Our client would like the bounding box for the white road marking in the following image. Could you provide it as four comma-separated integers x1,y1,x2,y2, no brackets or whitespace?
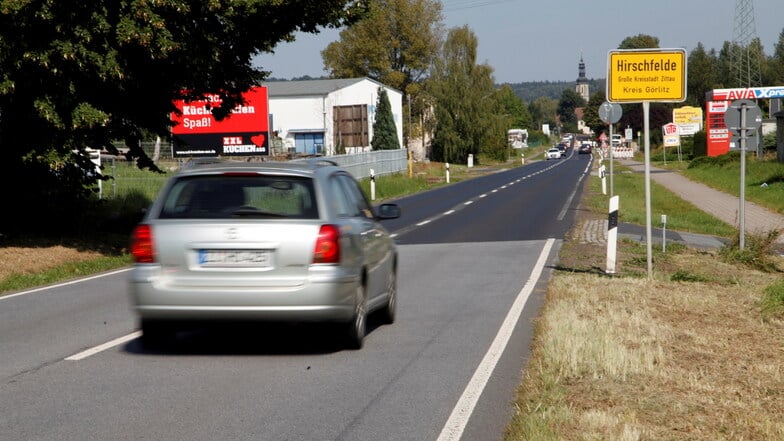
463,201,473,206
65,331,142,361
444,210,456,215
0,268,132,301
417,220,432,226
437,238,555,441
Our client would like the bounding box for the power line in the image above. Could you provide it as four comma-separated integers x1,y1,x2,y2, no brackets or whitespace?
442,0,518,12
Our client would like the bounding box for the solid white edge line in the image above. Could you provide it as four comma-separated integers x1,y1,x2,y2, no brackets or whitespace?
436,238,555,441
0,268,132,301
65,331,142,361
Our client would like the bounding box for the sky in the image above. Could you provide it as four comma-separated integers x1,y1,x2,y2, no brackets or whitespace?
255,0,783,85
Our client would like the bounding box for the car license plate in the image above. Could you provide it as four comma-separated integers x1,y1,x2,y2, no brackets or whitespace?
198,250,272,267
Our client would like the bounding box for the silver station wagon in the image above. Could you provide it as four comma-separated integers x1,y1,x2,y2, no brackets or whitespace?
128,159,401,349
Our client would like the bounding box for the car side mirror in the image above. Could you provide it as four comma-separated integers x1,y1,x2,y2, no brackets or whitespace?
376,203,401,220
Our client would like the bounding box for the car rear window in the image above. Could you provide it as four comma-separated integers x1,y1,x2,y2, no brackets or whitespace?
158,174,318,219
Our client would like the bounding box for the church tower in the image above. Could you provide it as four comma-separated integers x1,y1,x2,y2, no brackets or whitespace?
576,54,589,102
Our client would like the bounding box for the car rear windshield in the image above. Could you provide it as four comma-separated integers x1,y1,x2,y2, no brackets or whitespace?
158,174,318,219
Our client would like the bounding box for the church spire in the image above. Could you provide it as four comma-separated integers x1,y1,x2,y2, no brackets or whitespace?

---

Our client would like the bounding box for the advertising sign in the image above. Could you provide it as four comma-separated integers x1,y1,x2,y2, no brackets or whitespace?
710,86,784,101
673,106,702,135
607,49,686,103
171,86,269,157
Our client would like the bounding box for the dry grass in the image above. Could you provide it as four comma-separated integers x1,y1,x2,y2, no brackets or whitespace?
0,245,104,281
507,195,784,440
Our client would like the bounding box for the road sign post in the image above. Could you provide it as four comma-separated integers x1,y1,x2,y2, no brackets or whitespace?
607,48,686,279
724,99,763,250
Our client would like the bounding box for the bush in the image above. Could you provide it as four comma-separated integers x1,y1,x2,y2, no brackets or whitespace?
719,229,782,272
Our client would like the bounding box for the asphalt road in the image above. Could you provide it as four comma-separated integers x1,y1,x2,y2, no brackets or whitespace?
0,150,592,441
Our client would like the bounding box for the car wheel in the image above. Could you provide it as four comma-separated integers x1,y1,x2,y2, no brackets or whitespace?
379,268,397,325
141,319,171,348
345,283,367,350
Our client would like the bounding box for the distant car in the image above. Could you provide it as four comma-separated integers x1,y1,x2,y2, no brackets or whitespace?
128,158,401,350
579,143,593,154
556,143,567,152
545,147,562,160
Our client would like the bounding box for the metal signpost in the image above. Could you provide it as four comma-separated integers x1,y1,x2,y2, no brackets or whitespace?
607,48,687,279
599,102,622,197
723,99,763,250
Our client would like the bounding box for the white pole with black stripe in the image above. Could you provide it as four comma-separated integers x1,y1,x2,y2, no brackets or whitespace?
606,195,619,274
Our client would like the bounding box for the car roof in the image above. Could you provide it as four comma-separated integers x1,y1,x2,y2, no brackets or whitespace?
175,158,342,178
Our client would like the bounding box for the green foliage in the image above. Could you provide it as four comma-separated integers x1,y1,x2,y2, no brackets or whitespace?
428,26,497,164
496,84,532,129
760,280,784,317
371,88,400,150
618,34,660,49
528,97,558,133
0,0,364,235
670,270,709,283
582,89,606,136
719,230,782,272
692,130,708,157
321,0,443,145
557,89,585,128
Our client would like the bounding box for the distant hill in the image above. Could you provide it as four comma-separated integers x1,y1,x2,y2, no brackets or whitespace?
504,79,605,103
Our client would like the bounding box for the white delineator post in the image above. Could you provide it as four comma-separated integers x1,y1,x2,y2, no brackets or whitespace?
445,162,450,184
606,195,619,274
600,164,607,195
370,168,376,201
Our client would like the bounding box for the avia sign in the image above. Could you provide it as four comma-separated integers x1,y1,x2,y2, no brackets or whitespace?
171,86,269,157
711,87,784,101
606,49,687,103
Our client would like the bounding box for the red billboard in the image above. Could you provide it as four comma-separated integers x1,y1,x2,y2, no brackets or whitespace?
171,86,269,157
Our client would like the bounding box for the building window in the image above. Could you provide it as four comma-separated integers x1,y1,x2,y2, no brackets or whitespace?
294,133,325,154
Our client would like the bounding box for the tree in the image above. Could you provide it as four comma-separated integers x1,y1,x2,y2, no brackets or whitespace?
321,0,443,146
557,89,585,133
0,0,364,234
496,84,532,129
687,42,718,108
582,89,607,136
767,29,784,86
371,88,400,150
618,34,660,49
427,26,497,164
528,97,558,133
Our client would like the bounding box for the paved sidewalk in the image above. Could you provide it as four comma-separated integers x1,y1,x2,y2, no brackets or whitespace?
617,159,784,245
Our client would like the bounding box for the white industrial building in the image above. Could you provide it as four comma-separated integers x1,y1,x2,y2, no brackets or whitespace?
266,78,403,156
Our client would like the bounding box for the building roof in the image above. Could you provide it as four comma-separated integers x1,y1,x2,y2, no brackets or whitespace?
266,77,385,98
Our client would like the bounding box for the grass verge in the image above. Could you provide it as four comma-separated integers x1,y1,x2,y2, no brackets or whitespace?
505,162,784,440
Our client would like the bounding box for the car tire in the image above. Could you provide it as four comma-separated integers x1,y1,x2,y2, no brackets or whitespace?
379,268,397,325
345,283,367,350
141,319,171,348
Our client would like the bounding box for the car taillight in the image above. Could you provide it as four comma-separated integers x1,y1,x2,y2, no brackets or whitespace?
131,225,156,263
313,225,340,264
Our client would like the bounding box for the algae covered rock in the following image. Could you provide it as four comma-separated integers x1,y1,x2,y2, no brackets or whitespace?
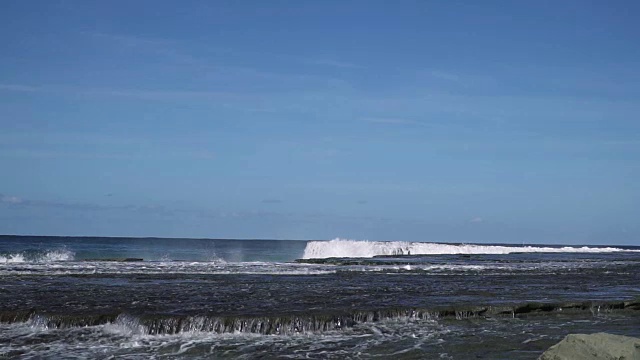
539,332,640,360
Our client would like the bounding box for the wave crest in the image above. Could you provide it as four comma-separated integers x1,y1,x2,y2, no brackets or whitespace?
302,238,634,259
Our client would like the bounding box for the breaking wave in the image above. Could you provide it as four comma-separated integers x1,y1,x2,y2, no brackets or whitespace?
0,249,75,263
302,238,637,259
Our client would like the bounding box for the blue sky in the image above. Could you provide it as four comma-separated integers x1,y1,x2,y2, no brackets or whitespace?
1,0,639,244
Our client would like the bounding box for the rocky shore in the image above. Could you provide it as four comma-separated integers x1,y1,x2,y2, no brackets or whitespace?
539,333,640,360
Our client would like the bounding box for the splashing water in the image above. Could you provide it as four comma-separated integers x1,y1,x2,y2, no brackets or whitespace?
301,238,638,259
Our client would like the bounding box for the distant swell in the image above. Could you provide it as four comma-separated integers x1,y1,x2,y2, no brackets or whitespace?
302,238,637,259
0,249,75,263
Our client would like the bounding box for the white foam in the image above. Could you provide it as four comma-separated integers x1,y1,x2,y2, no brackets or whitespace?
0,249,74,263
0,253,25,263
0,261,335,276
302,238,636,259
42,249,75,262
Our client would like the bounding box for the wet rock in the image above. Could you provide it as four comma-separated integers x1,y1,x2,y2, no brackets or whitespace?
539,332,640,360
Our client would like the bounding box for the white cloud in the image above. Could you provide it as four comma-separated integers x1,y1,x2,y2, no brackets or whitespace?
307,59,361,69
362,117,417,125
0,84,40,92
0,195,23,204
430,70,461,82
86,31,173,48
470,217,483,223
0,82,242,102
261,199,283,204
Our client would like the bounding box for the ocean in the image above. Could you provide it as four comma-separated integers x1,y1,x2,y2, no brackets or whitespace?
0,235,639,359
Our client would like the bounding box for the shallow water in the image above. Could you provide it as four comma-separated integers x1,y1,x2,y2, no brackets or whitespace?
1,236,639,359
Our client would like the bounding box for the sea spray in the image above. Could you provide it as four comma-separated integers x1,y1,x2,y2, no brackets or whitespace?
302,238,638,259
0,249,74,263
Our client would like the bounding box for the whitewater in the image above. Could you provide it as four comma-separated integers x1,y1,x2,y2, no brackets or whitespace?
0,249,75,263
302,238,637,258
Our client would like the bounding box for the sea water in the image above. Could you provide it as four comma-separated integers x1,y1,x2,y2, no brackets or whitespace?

- Task directions -
Copy verbatim, from the listing above, each line from the one containing "Our client would like the bounding box for the shallow" down to the one containing "Our client would like the bounding box for the sea water", inclusive.

- Task answer -
Our client would like the bounding box for the shallow water in the image above. Could you provide it as four comma-separated integers x1,y1,x2,y2, no brackets or whitespace?
1,236,639,359
Our client would like the bounding box for the sea spray in the image above. Could you provide it as four comma-separated integers x1,y1,x2,y2, no brackets or whitespace?
302,238,638,259
0,249,74,263
Our client would like the bounding box for the whitewater in the image above. Could you provide it as four comma-separated integers x1,y1,x2,y2, no brackets or whitespace?
0,249,75,263
302,238,637,258
Our client would like the bounding box for the sea water in the image above. Could you provide it as four comma-separated integers x1,y1,x2,y2, no brackets or whitespace?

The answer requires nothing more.